Problem description: Send back all of the records, each one exactly as written.

● ● ● ● ●

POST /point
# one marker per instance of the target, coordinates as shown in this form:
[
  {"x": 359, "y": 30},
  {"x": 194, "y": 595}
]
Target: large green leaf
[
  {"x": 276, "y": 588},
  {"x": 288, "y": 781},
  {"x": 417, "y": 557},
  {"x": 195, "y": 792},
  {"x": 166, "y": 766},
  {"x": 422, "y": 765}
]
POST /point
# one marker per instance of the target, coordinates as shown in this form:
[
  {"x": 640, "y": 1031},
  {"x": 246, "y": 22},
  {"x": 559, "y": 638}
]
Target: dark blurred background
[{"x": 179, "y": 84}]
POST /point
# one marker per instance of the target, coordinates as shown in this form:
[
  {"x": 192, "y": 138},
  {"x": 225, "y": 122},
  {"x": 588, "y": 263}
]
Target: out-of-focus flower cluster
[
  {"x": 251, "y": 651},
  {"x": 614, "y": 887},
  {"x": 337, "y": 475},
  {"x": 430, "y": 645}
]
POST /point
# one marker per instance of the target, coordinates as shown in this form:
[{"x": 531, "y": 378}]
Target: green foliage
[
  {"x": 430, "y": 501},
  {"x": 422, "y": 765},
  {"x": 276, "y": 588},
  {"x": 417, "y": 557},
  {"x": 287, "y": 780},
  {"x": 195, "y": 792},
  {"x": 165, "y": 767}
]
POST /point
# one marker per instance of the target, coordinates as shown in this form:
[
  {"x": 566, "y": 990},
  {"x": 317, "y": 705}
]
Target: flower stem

● ● ● ● ●

Answer space:
POST /point
# one marker per instance of the target, coordinates as shown in this form:
[
  {"x": 359, "y": 30},
  {"x": 194, "y": 595}
]
Target: large green leaf
[
  {"x": 276, "y": 588},
  {"x": 288, "y": 781},
  {"x": 417, "y": 557},
  {"x": 195, "y": 792},
  {"x": 166, "y": 766},
  {"x": 422, "y": 765}
]
POST /point
# one marker per instance of the target, coordinates as shown in this form:
[
  {"x": 640, "y": 1031},
  {"x": 246, "y": 22},
  {"x": 559, "y": 638}
]
Target: dark blurred background
[{"x": 179, "y": 84}]
POST /point
# one marker per instance of the target, coordinates as shown in this form:
[
  {"x": 192, "y": 138},
  {"x": 225, "y": 122},
  {"x": 588, "y": 263}
]
Target: out-of-focus flower cluster
[
  {"x": 251, "y": 651},
  {"x": 614, "y": 887},
  {"x": 337, "y": 475},
  {"x": 430, "y": 645}
]
POST /point
# one marker per instance of the target, coordinates as shown in this form:
[{"x": 531, "y": 378}]
Target: green foliage
[
  {"x": 430, "y": 501},
  {"x": 422, "y": 765},
  {"x": 276, "y": 588},
  {"x": 417, "y": 557},
  {"x": 287, "y": 780},
  {"x": 195, "y": 792},
  {"x": 165, "y": 767}
]
POST /point
# one marker per instance of the target, coordinates as shown in this form:
[
  {"x": 566, "y": 990},
  {"x": 317, "y": 705}
]
Target: flower stem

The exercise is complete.